Lay out the items below as a Markdown table with the columns No. and Line, giving each line its row number, from the start of the items up to and including the line that contains "(770, 1171)". Leave out any blank lines.

BEGIN RECORD EXCERPTS

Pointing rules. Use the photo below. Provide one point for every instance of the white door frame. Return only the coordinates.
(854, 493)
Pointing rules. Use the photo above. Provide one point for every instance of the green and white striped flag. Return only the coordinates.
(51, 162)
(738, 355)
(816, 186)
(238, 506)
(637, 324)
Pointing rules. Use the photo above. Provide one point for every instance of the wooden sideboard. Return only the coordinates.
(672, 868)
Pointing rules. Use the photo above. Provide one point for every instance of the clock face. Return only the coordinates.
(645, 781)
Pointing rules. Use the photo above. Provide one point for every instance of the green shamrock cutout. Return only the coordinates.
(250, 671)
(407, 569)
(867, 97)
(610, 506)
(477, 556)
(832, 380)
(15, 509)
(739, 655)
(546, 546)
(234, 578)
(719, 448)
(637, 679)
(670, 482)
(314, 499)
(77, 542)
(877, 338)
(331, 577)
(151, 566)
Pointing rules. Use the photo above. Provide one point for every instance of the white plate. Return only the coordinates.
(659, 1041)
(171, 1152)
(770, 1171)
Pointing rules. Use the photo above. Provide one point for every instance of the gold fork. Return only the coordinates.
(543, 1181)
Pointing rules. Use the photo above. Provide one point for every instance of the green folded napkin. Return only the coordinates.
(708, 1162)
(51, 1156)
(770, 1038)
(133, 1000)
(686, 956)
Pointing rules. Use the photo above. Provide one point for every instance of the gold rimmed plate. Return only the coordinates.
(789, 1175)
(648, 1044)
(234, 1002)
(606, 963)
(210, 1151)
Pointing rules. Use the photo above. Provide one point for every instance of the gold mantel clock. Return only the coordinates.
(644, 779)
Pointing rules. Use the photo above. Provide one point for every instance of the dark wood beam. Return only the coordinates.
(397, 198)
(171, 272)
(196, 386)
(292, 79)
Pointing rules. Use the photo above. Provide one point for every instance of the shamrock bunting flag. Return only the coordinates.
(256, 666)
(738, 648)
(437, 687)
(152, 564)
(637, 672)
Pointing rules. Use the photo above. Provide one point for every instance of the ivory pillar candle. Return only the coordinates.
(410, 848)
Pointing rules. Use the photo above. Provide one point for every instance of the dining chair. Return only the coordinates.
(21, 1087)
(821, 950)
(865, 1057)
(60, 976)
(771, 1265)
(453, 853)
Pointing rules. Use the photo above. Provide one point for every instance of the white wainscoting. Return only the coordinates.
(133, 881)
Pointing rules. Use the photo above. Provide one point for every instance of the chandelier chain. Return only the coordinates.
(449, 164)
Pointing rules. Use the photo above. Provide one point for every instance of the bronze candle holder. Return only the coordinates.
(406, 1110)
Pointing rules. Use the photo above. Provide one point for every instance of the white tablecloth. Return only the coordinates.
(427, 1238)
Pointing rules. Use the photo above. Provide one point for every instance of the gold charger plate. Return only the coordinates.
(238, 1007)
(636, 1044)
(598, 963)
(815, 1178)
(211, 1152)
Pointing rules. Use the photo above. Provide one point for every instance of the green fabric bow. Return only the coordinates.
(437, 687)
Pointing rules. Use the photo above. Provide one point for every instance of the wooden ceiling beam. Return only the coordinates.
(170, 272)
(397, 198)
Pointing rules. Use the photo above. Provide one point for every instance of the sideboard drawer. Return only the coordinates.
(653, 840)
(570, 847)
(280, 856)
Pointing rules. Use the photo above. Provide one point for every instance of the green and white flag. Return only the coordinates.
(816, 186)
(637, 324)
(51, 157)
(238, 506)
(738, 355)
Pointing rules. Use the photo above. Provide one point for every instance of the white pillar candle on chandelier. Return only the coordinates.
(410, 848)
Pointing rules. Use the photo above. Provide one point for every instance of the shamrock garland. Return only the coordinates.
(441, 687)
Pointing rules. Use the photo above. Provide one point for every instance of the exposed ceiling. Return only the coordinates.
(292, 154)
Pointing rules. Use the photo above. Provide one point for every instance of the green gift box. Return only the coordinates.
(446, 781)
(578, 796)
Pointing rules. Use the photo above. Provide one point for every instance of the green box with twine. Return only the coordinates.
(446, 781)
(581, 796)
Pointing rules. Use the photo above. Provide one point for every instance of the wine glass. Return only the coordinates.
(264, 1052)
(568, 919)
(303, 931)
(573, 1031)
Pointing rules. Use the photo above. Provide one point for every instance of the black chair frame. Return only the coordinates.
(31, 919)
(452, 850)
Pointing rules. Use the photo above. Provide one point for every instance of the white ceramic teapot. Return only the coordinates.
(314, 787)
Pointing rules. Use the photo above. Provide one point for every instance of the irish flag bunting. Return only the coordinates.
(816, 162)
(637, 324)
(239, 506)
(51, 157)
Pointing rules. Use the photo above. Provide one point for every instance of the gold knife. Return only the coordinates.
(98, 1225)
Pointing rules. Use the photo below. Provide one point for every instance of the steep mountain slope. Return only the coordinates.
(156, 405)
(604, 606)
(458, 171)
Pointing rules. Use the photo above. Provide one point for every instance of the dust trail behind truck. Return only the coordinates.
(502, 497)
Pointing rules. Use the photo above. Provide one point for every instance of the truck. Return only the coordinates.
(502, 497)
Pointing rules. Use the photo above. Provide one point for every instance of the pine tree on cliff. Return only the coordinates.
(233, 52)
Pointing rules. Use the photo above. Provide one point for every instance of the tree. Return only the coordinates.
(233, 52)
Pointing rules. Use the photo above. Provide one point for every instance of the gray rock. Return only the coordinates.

END RECORD EXCERPTS

→ **IN RESPONSE**
| No. | Line |
|---|---|
| 1 | Pointing rules. Use the photo below. Provide one point for every instance of the white door frame. Return only the coordinates. |
| 2 | (854, 493) |
| 3 | Pointing rules. Use the photo above. Provide one point for every instance of the green and white striped flag. Return only the coordinates. |
| 4 | (51, 162) |
| 5 | (738, 355) |
| 6 | (816, 186) |
| 7 | (238, 506) |
| 8 | (637, 324) |
| 9 | Pointing rules. Use the photo above. Provide one point for every instance of the wooden sideboard. Return only the coordinates. |
| 10 | (672, 868) |
| 11 | Pointing rules. Use the photo above. Provide one point for every instance of the clock face. Return only the coordinates. |
| 12 | (645, 781) |
| 13 | Pointing rules. Use the photo above. Provide one point for every instance of the green shamrock cutout. Return only the coordinates. |
| 14 | (250, 671) |
| 15 | (407, 569) |
| 16 | (867, 97) |
| 17 | (610, 506) |
| 18 | (477, 556) |
| 19 | (832, 380) |
| 20 | (15, 509) |
| 21 | (739, 655) |
| 22 | (546, 546) |
| 23 | (234, 578) |
| 24 | (719, 448) |
| 25 | (637, 679) |
| 26 | (670, 482) |
| 27 | (314, 499) |
| 28 | (77, 542) |
| 29 | (877, 338) |
| 30 | (331, 577) |
| 31 | (151, 566) |
| 32 | Pointing rules. Use the photo above. Provide one point for every instance of the white plate. Return only the coordinates. |
| 33 | (659, 1041) |
| 34 | (171, 1152) |
| 35 | (770, 1171) |